**WORKING DATA:**
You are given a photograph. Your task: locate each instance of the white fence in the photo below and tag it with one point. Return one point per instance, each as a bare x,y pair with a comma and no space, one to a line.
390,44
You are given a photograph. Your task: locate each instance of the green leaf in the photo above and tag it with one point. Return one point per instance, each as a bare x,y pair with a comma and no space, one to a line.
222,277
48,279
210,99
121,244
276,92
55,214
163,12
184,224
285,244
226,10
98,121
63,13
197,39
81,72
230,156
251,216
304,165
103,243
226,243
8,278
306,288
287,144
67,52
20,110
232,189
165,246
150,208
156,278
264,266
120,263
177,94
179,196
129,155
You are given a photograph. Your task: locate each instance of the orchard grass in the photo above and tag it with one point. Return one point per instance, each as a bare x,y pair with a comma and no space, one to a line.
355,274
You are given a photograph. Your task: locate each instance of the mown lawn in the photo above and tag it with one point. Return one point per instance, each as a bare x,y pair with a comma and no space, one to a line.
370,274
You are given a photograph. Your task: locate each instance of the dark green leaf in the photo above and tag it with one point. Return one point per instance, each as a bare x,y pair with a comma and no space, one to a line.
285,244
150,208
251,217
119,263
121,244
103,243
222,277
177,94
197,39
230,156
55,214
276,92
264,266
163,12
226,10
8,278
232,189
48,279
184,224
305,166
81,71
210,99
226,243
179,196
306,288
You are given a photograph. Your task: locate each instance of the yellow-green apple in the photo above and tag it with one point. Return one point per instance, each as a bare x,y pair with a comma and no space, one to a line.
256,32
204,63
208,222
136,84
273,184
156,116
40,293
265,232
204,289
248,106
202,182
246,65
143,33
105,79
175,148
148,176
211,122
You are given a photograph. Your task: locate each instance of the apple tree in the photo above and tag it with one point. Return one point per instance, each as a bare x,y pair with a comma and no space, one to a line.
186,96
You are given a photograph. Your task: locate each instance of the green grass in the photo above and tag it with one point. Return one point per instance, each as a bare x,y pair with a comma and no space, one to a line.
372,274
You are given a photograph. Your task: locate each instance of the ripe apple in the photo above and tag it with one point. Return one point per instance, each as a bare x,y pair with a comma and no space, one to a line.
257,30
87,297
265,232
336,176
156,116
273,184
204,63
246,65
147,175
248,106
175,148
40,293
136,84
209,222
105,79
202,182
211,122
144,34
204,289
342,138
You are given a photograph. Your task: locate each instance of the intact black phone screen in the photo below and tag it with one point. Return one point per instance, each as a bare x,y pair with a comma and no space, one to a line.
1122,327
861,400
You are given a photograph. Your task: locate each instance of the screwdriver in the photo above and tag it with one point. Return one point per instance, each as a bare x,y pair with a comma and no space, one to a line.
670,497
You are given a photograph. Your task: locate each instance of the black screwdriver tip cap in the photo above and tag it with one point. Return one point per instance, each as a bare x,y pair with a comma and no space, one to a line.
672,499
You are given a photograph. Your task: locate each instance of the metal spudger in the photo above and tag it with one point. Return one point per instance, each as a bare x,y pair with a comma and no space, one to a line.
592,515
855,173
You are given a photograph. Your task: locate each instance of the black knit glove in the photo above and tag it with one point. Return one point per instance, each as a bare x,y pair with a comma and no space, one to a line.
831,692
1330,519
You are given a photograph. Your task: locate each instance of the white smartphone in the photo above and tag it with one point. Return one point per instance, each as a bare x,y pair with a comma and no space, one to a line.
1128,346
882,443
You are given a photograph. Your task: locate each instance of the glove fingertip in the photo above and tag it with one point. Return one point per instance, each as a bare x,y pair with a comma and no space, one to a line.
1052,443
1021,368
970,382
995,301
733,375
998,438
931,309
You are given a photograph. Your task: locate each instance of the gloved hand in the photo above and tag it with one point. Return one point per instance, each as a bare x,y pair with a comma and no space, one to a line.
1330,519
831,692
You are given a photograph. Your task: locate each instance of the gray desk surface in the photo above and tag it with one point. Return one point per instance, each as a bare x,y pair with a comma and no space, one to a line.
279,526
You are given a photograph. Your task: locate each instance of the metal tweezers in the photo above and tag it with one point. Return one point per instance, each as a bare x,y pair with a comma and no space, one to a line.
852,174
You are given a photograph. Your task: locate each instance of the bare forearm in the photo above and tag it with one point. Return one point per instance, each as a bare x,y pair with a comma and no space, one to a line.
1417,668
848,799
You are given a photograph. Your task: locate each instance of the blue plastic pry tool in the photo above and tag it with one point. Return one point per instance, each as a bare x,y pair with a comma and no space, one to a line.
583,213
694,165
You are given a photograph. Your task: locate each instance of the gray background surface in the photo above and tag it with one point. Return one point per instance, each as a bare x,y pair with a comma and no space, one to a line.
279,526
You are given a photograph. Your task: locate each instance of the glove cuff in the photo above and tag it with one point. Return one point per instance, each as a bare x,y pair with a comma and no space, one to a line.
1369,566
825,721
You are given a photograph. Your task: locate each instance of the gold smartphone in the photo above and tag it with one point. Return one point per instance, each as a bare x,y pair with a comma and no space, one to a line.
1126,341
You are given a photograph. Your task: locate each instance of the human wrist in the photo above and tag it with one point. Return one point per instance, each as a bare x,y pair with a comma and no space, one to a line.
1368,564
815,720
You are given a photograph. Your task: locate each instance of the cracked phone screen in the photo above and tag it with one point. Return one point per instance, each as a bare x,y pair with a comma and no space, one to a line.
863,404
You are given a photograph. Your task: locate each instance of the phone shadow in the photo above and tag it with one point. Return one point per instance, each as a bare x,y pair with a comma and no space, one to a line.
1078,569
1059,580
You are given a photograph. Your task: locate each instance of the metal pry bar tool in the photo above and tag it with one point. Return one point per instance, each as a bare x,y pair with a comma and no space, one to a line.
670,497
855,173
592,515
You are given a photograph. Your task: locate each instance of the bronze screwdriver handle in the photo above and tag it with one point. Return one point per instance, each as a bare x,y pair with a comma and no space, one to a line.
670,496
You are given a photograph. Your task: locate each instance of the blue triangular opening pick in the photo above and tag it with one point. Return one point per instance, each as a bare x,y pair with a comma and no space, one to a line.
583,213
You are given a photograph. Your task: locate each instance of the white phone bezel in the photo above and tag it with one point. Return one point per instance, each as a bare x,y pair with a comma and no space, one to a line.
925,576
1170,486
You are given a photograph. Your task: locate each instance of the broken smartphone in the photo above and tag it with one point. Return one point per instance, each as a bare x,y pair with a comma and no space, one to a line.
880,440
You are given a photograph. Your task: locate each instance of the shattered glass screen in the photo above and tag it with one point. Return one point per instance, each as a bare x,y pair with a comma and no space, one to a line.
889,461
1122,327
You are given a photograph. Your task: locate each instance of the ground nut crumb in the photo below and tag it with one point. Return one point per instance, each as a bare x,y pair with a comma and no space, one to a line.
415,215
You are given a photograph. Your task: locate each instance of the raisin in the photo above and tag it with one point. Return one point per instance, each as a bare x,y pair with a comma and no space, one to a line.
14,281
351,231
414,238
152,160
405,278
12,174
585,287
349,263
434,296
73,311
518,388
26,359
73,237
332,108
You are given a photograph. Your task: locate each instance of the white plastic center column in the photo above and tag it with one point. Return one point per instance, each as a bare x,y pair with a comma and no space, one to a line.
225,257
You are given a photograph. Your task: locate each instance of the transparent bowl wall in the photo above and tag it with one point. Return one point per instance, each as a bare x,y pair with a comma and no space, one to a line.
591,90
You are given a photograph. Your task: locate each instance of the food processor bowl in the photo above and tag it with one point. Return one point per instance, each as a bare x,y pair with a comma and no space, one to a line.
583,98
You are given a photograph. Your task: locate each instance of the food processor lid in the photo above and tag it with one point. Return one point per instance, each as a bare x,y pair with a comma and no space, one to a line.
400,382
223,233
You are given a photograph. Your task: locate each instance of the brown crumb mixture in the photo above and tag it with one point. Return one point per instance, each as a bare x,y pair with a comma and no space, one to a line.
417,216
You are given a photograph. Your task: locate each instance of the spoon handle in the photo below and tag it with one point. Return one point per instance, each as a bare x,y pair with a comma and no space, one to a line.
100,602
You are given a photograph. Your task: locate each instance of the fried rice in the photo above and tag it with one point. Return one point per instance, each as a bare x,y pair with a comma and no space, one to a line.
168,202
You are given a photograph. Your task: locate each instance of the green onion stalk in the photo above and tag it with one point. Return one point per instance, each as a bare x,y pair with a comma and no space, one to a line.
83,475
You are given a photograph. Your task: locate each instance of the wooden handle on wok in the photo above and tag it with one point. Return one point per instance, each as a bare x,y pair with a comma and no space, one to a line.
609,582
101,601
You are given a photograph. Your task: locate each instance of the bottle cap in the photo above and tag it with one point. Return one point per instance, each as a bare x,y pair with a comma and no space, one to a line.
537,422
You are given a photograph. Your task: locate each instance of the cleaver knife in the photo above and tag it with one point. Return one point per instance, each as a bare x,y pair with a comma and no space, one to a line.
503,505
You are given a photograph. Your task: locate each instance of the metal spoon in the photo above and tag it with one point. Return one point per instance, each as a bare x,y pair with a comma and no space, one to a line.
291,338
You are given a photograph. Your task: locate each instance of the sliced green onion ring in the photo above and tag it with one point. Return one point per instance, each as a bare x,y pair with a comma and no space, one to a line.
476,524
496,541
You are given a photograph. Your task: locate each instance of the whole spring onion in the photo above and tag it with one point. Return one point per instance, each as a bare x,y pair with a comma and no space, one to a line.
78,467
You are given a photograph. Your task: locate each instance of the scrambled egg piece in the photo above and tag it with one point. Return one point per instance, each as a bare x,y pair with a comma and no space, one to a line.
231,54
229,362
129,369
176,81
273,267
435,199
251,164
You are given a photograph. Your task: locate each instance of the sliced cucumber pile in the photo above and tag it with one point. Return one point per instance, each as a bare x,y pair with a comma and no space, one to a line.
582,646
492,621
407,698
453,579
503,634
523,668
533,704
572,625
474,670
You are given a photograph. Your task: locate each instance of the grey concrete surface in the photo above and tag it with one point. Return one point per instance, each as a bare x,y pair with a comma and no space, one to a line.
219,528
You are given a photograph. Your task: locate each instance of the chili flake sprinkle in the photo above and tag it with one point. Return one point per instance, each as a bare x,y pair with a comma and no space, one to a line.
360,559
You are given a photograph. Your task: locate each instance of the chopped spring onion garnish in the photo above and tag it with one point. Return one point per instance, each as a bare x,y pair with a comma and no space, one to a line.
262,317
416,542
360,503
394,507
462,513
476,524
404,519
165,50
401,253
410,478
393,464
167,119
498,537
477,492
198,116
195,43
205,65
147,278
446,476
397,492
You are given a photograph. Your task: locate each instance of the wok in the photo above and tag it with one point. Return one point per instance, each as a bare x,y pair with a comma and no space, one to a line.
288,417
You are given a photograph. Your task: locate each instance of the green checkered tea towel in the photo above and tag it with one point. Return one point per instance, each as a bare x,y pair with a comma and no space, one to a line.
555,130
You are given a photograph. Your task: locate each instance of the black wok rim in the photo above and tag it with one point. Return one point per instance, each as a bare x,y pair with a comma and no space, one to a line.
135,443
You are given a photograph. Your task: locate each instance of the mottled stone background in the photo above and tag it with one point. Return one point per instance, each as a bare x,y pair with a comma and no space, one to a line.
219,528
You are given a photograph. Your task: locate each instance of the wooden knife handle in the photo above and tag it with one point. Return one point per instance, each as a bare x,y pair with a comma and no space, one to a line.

**REQUIREMENT:** Output the line holding "instance of the wok", then every later line through the end of the records above, exactly as given and nothing else.

**RESPONSE TO THIS TASK:**
You are given a photograph. Your task: locate each instance of the wok in the photo above and tag it with one point. Return one point per instance, each as a bare x,y pair with a comma and no space, one to a line.
288,417
You are given a photograph. Your task: locate each instance of the green checkered tea towel in the photo above and tag it with one point. Return one point per instance, each as a bare x,y pair with a comma and no space, one to a line.
555,130
You are given a photograph. Your task: locate each instance of the black wok rim in the photo above and tag it with one point. Return one point per instance, each as a bare x,y pair with a comma and no space, one to a line.
135,443
You are given a photograph. Your task: locate each instance of the mottled stone background in the photo above and tag it with one point. Return one point per instance, each as a bare x,y pair with a comma and no space, one to a line.
219,528
You are given a photograph. Your task: locate each instance of the wooden knife handle in the photo above and tag it with one point. Return one point per instance, each as a bare x,y pair with a comma and no space, one to a line.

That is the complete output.